• **AIM OF THE EXERCISE**
Turn the stretch of the listing below, from its first line through the line containing "x=102, y=180", into a Markdown table with the columns Row and Line. Number each line and leave out blank lines.

--- START ---

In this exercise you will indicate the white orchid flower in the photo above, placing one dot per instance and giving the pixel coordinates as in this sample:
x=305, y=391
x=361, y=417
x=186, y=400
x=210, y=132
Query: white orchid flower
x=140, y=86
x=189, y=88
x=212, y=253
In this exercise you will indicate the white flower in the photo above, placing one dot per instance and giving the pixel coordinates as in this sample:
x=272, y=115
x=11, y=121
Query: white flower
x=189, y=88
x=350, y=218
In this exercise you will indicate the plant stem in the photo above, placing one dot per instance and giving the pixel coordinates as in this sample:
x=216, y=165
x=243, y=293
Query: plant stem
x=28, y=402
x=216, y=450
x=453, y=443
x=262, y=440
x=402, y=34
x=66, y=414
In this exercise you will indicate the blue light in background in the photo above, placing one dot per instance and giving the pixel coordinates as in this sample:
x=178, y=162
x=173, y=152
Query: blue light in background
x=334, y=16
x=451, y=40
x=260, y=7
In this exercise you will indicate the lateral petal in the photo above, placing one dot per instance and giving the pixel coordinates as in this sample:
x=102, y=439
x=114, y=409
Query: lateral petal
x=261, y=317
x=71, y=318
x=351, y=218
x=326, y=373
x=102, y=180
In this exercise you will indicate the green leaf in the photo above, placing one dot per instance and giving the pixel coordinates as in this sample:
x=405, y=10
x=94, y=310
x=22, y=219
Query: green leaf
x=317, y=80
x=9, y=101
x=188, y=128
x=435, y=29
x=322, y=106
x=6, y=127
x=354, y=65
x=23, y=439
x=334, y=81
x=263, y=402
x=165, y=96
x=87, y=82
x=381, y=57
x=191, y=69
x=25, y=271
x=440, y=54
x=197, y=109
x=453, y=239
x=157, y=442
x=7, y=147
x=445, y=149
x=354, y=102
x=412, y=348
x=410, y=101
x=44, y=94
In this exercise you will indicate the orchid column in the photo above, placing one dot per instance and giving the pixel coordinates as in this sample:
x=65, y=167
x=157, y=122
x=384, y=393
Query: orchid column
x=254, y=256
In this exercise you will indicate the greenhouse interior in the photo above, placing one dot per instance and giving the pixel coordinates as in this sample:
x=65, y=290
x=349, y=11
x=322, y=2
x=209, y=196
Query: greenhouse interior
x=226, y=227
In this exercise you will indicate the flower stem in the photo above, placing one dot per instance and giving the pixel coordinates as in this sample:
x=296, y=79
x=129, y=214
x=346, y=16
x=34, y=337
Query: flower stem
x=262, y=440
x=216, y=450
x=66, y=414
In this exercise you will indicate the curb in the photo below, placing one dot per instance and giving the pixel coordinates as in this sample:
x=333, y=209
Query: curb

--- END ---

• **ANSWER TO THIS TASK**
| Row | Line |
|---|---|
| 1 | In this exercise you will indicate the white orchid flower in the photo above, placing one dot per instance and giving the pixel coordinates as in this sample: |
| 2 | x=305, y=391 |
| 3 | x=361, y=417 |
| 4 | x=186, y=400 |
| 5 | x=210, y=132 |
| 6 | Query: white orchid flower |
| 7 | x=140, y=86 |
| 8 | x=189, y=88 |
| 9 | x=212, y=253 |
| 10 | In this exercise you will indicate the white flower in the photo above, placing one dot per instance and giving the pixel coordinates as in this sample: |
| 11 | x=272, y=115 |
| 12 | x=11, y=121 |
| 13 | Query: white flower |
| 14 | x=189, y=88 |
| 15 | x=350, y=218 |
| 16 | In this exercise you will indicate the plant stem in the photo above, placing one dot per instance and giving the pixel coordinates as in this sample: |
| 17 | x=216, y=165 |
| 18 | x=243, y=293 |
| 19 | Query: plant stem |
| 20 | x=28, y=402 |
| 21 | x=216, y=450 |
| 22 | x=453, y=443 |
| 23 | x=262, y=440 |
| 24 | x=402, y=34 |
| 25 | x=66, y=414 |
| 26 | In this exercise you will indicate the blue light in background in the photo above, placing one dot per instance and giving the pixel coordinates as in this sample: |
| 27 | x=178, y=162 |
| 28 | x=173, y=152 |
| 29 | Query: blue light in background |
| 30 | x=334, y=16 |
| 31 | x=451, y=40 |
| 32 | x=260, y=7 |
| 33 | In this exercise you will indicate the lateral petal in the photo above, placing one dot per instance and giving the pixel coordinates as in this sample: |
| 34 | x=102, y=439 |
| 35 | x=114, y=409 |
| 36 | Query: lateral petal |
| 37 | x=261, y=317 |
| 38 | x=71, y=318 |
| 39 | x=351, y=218 |
| 40 | x=326, y=373 |
| 41 | x=102, y=180 |